▸ **Directions**:
Each line below should be written out exactly, with none skipped.

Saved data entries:
****************************************
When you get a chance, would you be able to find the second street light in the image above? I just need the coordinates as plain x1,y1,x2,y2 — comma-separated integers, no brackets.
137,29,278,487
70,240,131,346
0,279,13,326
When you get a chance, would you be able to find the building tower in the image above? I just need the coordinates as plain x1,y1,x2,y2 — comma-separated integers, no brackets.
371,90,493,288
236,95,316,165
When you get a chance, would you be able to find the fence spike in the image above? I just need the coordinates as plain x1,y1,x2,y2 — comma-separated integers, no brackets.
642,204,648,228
****************************************
▸ **Response to this task**:
When you get a chance, would you be able to find the second street light in the image above? I just need the coordinates as plain x1,y1,x2,y2 — comma-separated integers, no brackets.
137,29,278,487
70,240,131,346
0,279,13,326
When you get a chance, would you be able to find the building tower in the image above? I just need the coordinates as plain x1,y1,x2,y2 — comma-separated integers, no brackets.
371,90,493,288
236,95,316,165
When you get a chance, would you be able to find the fence spike in the image above? I just need the coordinates as plain x1,y1,x2,y2 — comma-separated integers, no brackets.
642,204,648,228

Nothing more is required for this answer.